HOW TO COMPLETE THIS TASK:
All of the records are to be reproduced exactly.

......

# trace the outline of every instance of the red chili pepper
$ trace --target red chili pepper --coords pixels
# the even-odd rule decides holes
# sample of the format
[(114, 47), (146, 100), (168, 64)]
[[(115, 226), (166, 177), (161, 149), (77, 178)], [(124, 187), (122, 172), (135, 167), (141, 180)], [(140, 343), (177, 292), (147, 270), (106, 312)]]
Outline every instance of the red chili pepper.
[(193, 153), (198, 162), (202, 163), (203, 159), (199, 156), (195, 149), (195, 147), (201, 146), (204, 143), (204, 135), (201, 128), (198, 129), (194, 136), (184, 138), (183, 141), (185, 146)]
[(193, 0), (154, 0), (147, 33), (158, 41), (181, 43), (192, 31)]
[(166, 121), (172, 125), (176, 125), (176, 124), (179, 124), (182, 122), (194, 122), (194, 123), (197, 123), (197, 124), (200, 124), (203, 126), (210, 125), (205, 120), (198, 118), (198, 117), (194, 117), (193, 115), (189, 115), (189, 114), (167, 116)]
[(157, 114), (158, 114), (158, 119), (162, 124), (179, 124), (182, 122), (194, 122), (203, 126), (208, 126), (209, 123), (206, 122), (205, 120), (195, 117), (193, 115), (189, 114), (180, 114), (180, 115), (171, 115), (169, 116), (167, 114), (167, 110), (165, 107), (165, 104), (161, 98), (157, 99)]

......

TASK SOLUTION:
# trace the outline of every instance of the red chili pepper
$ trace --target red chili pepper --coords pixels
# the even-odd rule decides holes
# sample of the format
[(114, 47), (146, 100), (168, 64)]
[[(115, 226), (166, 177), (161, 149), (77, 178)], [(124, 187), (122, 172), (135, 167), (141, 180)], [(140, 343), (177, 292), (147, 270), (106, 312)]]
Outline every instance of the red chili pepper.
[(193, 153), (198, 162), (202, 163), (203, 159), (199, 156), (195, 149), (195, 147), (201, 146), (204, 143), (204, 135), (201, 128), (198, 129), (194, 136), (184, 138), (183, 141), (185, 146)]
[(193, 0), (154, 0), (147, 33), (158, 41), (181, 43), (192, 31)]
[(166, 121), (172, 125), (176, 125), (176, 124), (179, 124), (182, 122), (194, 122), (194, 123), (197, 123), (197, 124), (200, 124), (203, 126), (210, 125), (205, 120), (198, 118), (198, 117), (194, 117), (193, 115), (189, 115), (189, 114), (167, 116)]
[(157, 114), (158, 114), (158, 119), (162, 124), (179, 124), (182, 122), (194, 122), (203, 126), (208, 126), (209, 123), (206, 122), (205, 120), (195, 117), (193, 115), (189, 114), (180, 114), (180, 115), (171, 115), (169, 116), (167, 114), (167, 110), (165, 107), (165, 104), (161, 98), (157, 99)]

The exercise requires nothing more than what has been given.